**SFIDA:** Traduci in inglese la seguente frase dell'estratto sullo stabilimento Whirlpool di Napoli: "Già a settembre 2019 Whirlpool ha fatto sapere che lo stanziamento non avrebbe garantito la sopravvivenza di lungo periodo del sito."

**ESTRATTO DEL TESTO:**
........

Avviata un anno fa la procedura di chiusura per il sito di Napoli in cui lavorano 430 persone, i vertici della multinazionale venerdì scorso hanno confermato che la fabbrica chiuderà il 31 ottobre del 2020, vale a dire a due anni dall’accordo con cui la proprietà si era impegnata al rilancio degli impianti senza spostare la produzione di lavatrici verso Polonia e Cina. Una decisione che stralcia l’accordo con governo e Regione Campania, siglato il 25 ottobre 2018 da Di Maio, che ha messo a disposizione quasi 50 milioni di euro per continuare la produzione a Napoli. Già a settembre 2019 Whirlpool ha fatto sapere che lo stanziamento non avrebbe garantito la sopravvivenza di lungo periodo del sito. Una bomba sociale pronta ad esplodere. I lavoratori non si rassegnano e continuano la mobilitazione. Il governo, attraverso la sottosegretaria Todde, ha confermato la volontà di lavorare affinchè Whirlpool rispetti gli accordi e resti a Napoli dopo che sono state messe a disposizione circa 100 milioni di euro
di risorse pubbliche. Naufragata anche l’ipotesi degli svizzeri della Passive Refrigeration Solutions (dai finanziatori sconosciuti) che giovedì scorso si sono ritirati. Invitalia ha selezionato due imprese interessate a subentrare: Adler Group e Htl Fitting. Le difficoltà dello stabilimento partenopeo sono note anche prima del 25 ottobre 2018, quando la Whirlpool ha siglato l’accordo con Di Maio. Già a febbraio 2018, Calenda – che ha accusato l’attuale ministro degli Esteri di aver aspettato le Europee per annunciare le intenzioni di Whirlpool di chiudere lo stabilimento di Napoli – aveva pensato di chiudere la partita lavorando su un altro tavolo legato al gruppo Whirlpool: la crisi della Embraco. Questo piano è durato meno di un mese e 7 mesi dopo si è riaperta la crisi su Napoli.

........

**DATI:**
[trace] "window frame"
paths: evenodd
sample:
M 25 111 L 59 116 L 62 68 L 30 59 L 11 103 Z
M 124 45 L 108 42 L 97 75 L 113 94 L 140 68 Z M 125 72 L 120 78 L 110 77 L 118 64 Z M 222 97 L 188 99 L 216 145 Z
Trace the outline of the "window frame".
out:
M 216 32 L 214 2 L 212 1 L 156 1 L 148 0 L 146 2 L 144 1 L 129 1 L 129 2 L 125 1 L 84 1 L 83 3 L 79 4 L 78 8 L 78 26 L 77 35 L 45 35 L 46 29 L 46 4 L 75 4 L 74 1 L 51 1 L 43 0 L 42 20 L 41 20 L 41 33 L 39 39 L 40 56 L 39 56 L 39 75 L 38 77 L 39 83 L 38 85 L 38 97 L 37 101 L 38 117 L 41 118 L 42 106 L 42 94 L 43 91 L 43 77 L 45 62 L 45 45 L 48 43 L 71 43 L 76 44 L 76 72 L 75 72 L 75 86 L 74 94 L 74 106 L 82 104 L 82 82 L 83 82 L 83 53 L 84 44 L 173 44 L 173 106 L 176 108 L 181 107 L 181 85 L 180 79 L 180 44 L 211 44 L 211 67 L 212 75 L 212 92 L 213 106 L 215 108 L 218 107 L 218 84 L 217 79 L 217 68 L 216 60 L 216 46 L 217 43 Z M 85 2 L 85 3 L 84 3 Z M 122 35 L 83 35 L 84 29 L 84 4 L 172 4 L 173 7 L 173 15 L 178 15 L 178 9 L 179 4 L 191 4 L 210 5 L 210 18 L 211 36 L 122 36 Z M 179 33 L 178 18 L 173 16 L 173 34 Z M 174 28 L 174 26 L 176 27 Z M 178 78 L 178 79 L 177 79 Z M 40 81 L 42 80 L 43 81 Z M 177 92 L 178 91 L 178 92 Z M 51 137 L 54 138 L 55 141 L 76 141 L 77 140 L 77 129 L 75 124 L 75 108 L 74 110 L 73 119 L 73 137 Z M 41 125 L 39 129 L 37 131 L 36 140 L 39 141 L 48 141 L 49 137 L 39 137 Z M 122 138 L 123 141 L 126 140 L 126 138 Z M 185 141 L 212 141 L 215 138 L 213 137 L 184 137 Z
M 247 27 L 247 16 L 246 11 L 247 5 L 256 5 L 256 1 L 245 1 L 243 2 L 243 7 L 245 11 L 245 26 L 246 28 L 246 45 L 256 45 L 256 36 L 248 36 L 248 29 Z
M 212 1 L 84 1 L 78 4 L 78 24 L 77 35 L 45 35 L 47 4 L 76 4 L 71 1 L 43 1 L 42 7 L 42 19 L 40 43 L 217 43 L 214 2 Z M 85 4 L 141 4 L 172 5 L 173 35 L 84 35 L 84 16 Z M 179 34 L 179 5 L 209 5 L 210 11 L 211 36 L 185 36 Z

........

**RISULTATO:** As early as September 2019, Whirlpool made it known that the funding would not guarantee the site's long-term survival.